§ **文書の抜粋**
公認会計士 論文式試験(令和元年)経営学~講評
今年の経営学も「例年通り」の出題形式でしたが、問題毎の難易度のバラツキが大きかった印象です。以下、個別に確認していきます。
※ 第2問 問題4の講評が抜けていましたので追加しました。
第1問:組織論・戦略論
いつも通り、6割の答案がそつなく用意できていればひとまず安心してください。第2問財務論の問題2と問題3が比較的易しかったので、そちらで頑張れていれば5割程度でも大丈夫そうです。
問題1:製品ライフサイクル、PPM
問2~5のPPMの論点は比較的得点しやすかったと思います。差が出たとすれば、相対市場シェアを概念としてではなく数値として要求されたので、「相対市場シェア=自社シェア÷最大競争相手のシェア」を覚えていたかどうかでしょう。問6は与えられた用語が大きなヒントになったので、知識がなくても近しい内容を記述できたのではないでしょうか。
問題2:グローバル組織
問1~3の空欄補充等は比較的容易でした。問4は試行錯誤するにもデータが少なすぎるので、できなくても仕方ないと思います。問5はキーワードの「成果の世界的共有」が書けていれば大丈夫です。
第2問:財務論
解答箇所ベースで、問題1は3/6、問題2は5/6、問題3は6/7を解答できていれば、第1問で多少失敗していても第2問で十分カバーできるはずです。

§ **実施事項**
**A.** 経営学の講評では、相対市場シェアはどのような式で求めるとされていますか。
**B.** 令和元年の経営学の講評を、最後の文の後から書き進めてください。

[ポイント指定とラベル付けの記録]

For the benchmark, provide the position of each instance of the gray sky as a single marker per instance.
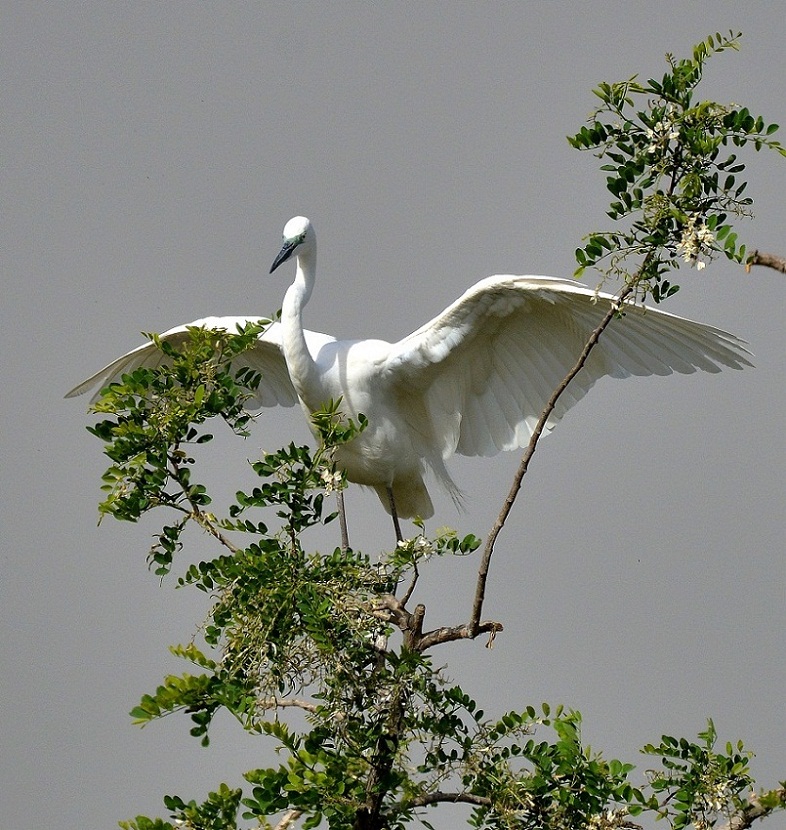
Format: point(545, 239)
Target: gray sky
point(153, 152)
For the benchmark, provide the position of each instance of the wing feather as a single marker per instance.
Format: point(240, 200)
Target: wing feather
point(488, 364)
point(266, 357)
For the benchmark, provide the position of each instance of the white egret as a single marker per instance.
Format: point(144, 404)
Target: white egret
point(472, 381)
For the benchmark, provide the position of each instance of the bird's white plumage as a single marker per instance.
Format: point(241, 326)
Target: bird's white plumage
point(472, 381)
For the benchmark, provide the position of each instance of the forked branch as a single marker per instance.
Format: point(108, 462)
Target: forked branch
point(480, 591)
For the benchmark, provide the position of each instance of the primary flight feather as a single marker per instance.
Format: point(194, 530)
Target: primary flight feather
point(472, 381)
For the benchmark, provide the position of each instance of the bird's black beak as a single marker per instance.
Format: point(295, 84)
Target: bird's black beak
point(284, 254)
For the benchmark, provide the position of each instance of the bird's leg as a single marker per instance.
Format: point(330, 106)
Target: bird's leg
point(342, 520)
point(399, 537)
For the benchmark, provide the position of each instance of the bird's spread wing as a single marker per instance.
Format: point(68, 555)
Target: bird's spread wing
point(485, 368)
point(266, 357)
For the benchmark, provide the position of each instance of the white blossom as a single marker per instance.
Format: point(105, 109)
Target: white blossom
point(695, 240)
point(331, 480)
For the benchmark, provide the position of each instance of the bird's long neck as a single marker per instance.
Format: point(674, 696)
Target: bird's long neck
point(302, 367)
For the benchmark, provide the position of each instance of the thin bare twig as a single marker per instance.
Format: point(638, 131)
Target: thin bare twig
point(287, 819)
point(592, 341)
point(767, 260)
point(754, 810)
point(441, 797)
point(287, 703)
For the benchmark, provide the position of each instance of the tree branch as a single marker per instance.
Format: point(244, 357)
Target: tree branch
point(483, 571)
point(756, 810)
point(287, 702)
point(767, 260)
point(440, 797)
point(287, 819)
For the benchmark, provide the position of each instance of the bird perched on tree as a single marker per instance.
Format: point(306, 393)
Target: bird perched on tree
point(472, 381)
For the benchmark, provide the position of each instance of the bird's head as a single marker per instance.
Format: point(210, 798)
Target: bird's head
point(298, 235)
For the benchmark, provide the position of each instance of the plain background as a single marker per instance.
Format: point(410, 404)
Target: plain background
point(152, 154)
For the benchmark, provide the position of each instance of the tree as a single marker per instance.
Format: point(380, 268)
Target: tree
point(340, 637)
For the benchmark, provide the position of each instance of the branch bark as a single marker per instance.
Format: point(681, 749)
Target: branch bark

§ **実施結果**
**A.** 相対市場シェア=自社シェア÷最大競争相手のシェアです。

**B.**
問題1:証券投資
例年より誘導が少なく、計算手続きも面倒なものばかりで、財務論の中で一番の難しさでした。初見は解きなれた出題に見えるので、ここで時間をとられると後が苦しくなりそうです。全てが関連してそうで、実は、問1の①と②、③と④、問2と問3の3組に分かれていて、それぞれ独立して計算できるので、この3組の内1.5組(個人的には③④の資本市場線と問2のβを計算して期待リターンを求める)位の計算ができれば良かったのではないでしょうか。
問題2:MM理論
問1はMM理論の第2命題、問2は修正MM理論からの出題です。ここは是非正答したいですね。問3も迷わず選択できるはずです。問4は問題文中の説明と知識のある用語から消去法でなんとか選べたかもしれません。
問題3:財務分析
問1のデュポン分解が、丁寧な方ほど沼にはまってしまう怖い問題でした。表1から売上高当期純利益率をもとめて、表2の②に当てはめたら、あとは「ROE=収益性×効率性×安全性」で計算してしまえば何の問題もないのですが、「念のため検算しよう」と株主資本や総資産を推定して計算しようとすると沼にはまります。Y社が有利子負債がないのに安全性が1.35倍になっている(無利子負債がある想定です)ところなんかが曲者なんです。
④の総還元性向は、配当と自社株買いの当期純利益に対する割合として求めます。配当性向が配当の当期純利益に対する割合であるように、自社株買いも株主への還元の一種だから配当と同列に考えて計算すれば良いとする指標です。
問2は完答可能な問題です。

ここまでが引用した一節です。